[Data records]
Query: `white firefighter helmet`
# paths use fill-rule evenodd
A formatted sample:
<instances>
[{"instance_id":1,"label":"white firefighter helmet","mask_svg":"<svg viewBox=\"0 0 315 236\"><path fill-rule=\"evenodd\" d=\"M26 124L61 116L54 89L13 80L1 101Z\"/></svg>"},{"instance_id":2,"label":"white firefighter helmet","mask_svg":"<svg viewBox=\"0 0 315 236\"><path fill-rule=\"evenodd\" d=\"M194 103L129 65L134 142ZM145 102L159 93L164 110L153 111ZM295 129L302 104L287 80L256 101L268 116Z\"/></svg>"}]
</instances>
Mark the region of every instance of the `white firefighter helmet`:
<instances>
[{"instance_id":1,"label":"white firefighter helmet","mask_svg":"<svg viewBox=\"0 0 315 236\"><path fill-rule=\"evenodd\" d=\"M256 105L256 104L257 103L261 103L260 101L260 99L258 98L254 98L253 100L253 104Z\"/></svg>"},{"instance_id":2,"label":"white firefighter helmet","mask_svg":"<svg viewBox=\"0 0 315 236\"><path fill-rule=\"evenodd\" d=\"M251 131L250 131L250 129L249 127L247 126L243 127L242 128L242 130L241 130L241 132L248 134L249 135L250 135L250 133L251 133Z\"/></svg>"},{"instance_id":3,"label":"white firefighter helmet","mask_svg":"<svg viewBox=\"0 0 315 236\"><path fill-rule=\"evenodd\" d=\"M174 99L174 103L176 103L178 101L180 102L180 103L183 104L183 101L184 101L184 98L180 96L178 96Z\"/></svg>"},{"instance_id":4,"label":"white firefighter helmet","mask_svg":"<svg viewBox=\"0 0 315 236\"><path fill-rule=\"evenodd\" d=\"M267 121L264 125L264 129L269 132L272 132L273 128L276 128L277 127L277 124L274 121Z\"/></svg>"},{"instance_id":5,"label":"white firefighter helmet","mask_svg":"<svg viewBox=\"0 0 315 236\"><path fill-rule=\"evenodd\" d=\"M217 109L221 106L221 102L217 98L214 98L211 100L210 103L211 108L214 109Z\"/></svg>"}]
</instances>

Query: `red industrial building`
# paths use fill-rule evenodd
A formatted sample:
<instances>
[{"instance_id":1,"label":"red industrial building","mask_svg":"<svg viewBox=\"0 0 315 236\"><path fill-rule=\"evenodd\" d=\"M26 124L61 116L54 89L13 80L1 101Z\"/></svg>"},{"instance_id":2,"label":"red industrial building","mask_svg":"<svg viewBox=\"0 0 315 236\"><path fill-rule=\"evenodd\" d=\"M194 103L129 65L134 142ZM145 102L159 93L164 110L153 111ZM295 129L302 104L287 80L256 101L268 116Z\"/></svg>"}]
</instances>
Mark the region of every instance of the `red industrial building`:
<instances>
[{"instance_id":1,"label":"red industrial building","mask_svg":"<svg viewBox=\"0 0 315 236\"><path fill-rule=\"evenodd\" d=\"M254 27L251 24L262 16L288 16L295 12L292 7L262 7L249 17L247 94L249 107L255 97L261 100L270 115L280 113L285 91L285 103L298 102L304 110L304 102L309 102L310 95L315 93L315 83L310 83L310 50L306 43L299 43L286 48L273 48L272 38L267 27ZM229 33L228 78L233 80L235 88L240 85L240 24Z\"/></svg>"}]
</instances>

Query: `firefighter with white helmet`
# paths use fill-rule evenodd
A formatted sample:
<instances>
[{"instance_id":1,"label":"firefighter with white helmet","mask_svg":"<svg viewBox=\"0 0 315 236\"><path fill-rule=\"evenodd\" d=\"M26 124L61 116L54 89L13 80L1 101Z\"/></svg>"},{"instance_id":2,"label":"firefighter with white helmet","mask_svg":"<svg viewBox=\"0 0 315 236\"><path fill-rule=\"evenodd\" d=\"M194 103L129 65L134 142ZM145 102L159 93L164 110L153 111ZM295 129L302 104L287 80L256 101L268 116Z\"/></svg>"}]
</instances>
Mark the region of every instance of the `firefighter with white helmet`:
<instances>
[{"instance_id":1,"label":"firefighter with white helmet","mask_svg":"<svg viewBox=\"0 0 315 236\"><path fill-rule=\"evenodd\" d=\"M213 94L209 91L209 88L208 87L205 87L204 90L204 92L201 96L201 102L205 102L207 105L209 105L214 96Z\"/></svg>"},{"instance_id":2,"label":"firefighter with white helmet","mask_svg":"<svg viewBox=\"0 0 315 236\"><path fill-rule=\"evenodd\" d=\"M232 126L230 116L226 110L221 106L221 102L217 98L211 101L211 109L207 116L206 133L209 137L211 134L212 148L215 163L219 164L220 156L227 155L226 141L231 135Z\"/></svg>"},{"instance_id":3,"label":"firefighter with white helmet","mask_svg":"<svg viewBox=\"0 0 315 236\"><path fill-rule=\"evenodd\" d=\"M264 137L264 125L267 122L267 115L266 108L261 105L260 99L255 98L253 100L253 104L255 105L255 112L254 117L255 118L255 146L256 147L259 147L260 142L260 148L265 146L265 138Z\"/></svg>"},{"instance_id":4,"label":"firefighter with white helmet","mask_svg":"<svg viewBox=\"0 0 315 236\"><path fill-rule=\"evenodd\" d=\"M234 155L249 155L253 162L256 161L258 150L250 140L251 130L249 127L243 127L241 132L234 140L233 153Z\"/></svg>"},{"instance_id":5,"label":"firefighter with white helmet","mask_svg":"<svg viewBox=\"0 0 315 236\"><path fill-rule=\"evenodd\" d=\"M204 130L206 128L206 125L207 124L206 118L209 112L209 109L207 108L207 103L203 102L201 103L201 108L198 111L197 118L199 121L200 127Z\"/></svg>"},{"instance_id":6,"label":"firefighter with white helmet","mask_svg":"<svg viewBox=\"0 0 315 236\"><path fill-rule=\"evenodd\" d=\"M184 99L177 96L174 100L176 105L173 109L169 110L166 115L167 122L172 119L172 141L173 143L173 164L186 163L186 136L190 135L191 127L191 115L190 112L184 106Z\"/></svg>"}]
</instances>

**Written problem**: Repeat the records above exactly, leaving none out.

**Expected output**:
Query: `white firefighter helmet`
# paths use fill-rule evenodd
A formatted sample:
<instances>
[{"instance_id":1,"label":"white firefighter helmet","mask_svg":"<svg viewBox=\"0 0 315 236\"><path fill-rule=\"evenodd\" d=\"M26 124L61 116L54 89L13 80L1 101Z\"/></svg>"},{"instance_id":2,"label":"white firefighter helmet","mask_svg":"<svg viewBox=\"0 0 315 236\"><path fill-rule=\"evenodd\" d=\"M194 103L129 65L134 142ZM145 102L159 93L164 110L153 111ZM295 129L302 104L287 80L256 101L268 116Z\"/></svg>"}]
</instances>
Mark the region of every instance of the `white firefighter helmet`:
<instances>
[{"instance_id":1,"label":"white firefighter helmet","mask_svg":"<svg viewBox=\"0 0 315 236\"><path fill-rule=\"evenodd\" d=\"M256 105L256 104L257 103L261 103L260 101L260 99L258 98L254 98L253 100L253 104Z\"/></svg>"},{"instance_id":2,"label":"white firefighter helmet","mask_svg":"<svg viewBox=\"0 0 315 236\"><path fill-rule=\"evenodd\" d=\"M251 131L250 131L250 129L249 127L247 126L243 127L242 128L242 130L241 130L241 132L248 134L249 135L250 135L250 133L251 133Z\"/></svg>"},{"instance_id":3,"label":"white firefighter helmet","mask_svg":"<svg viewBox=\"0 0 315 236\"><path fill-rule=\"evenodd\" d=\"M174 99L174 103L176 103L178 101L180 102L180 103L183 104L183 101L184 101L184 98L180 96L178 96Z\"/></svg>"},{"instance_id":4,"label":"white firefighter helmet","mask_svg":"<svg viewBox=\"0 0 315 236\"><path fill-rule=\"evenodd\" d=\"M267 121L264 125L264 129L269 132L272 132L273 128L276 128L277 127L277 124L274 121Z\"/></svg>"},{"instance_id":5,"label":"white firefighter helmet","mask_svg":"<svg viewBox=\"0 0 315 236\"><path fill-rule=\"evenodd\" d=\"M217 109L221 106L221 102L217 98L214 98L211 100L210 103L211 108L214 109Z\"/></svg>"}]
</instances>

Query: `red industrial building`
# paths use fill-rule evenodd
A formatted sample:
<instances>
[{"instance_id":1,"label":"red industrial building","mask_svg":"<svg viewBox=\"0 0 315 236\"><path fill-rule=\"evenodd\" d=\"M26 124L61 116L54 89L13 80L1 101Z\"/></svg>"},{"instance_id":2,"label":"red industrial building","mask_svg":"<svg viewBox=\"0 0 315 236\"><path fill-rule=\"evenodd\" d=\"M194 103L129 65L134 142ZM145 102L159 93L164 110L153 111ZM295 129L302 104L287 80L256 101L268 116Z\"/></svg>"}]
</instances>
Mark the region of every instance of the `red industrial building`:
<instances>
[{"instance_id":1,"label":"red industrial building","mask_svg":"<svg viewBox=\"0 0 315 236\"><path fill-rule=\"evenodd\" d=\"M254 27L251 24L262 16L288 16L295 12L292 7L262 7L249 17L247 94L249 107L255 97L261 100L270 115L280 113L285 91L285 103L298 102L304 110L304 102L309 102L310 95L315 93L315 83L310 83L310 50L306 43L299 43L286 48L273 48L272 38L267 27ZM229 33L228 78L233 80L235 88L240 85L240 24Z\"/></svg>"}]
</instances>

Query: `firefighter with white helmet`
# paths use fill-rule evenodd
A formatted sample:
<instances>
[{"instance_id":1,"label":"firefighter with white helmet","mask_svg":"<svg viewBox=\"0 0 315 236\"><path fill-rule=\"evenodd\" d=\"M26 124L61 116L54 89L13 80L1 101Z\"/></svg>"},{"instance_id":2,"label":"firefighter with white helmet","mask_svg":"<svg viewBox=\"0 0 315 236\"><path fill-rule=\"evenodd\" d=\"M194 103L129 65L134 142ZM145 102L159 93L164 110L153 111ZM295 129L302 104L287 80L256 101L268 116Z\"/></svg>"}]
</instances>
Mark the region of every instance of the `firefighter with white helmet`:
<instances>
[{"instance_id":1,"label":"firefighter with white helmet","mask_svg":"<svg viewBox=\"0 0 315 236\"><path fill-rule=\"evenodd\" d=\"M213 94L209 91L209 88L208 87L205 87L204 90L204 92L201 96L201 102L205 102L207 105L209 105L214 96Z\"/></svg>"},{"instance_id":2,"label":"firefighter with white helmet","mask_svg":"<svg viewBox=\"0 0 315 236\"><path fill-rule=\"evenodd\" d=\"M232 126L230 116L226 110L221 106L221 102L217 98L211 101L211 109L207 116L206 133L209 137L211 134L212 148L215 163L219 164L220 156L227 155L226 141L231 135Z\"/></svg>"},{"instance_id":3,"label":"firefighter with white helmet","mask_svg":"<svg viewBox=\"0 0 315 236\"><path fill-rule=\"evenodd\" d=\"M264 137L264 125L267 122L267 115L266 108L261 105L260 99L255 98L253 100L253 104L255 105L255 112L254 117L255 118L255 146L256 147L259 147L260 142L260 148L265 146L265 138Z\"/></svg>"},{"instance_id":4,"label":"firefighter with white helmet","mask_svg":"<svg viewBox=\"0 0 315 236\"><path fill-rule=\"evenodd\" d=\"M234 155L249 155L253 162L256 161L258 150L250 140L251 130L249 127L243 127L241 132L234 140L233 153Z\"/></svg>"},{"instance_id":5,"label":"firefighter with white helmet","mask_svg":"<svg viewBox=\"0 0 315 236\"><path fill-rule=\"evenodd\" d=\"M204 130L206 128L206 125L207 124L206 118L209 112L209 109L207 108L207 103L203 102L201 103L201 108L198 111L197 118L199 121L200 127Z\"/></svg>"},{"instance_id":6,"label":"firefighter with white helmet","mask_svg":"<svg viewBox=\"0 0 315 236\"><path fill-rule=\"evenodd\" d=\"M184 99L177 96L174 100L176 105L173 109L169 110L166 115L167 122L172 119L172 141L173 143L173 164L186 163L186 136L190 135L191 127L191 115L190 112L184 106Z\"/></svg>"}]
</instances>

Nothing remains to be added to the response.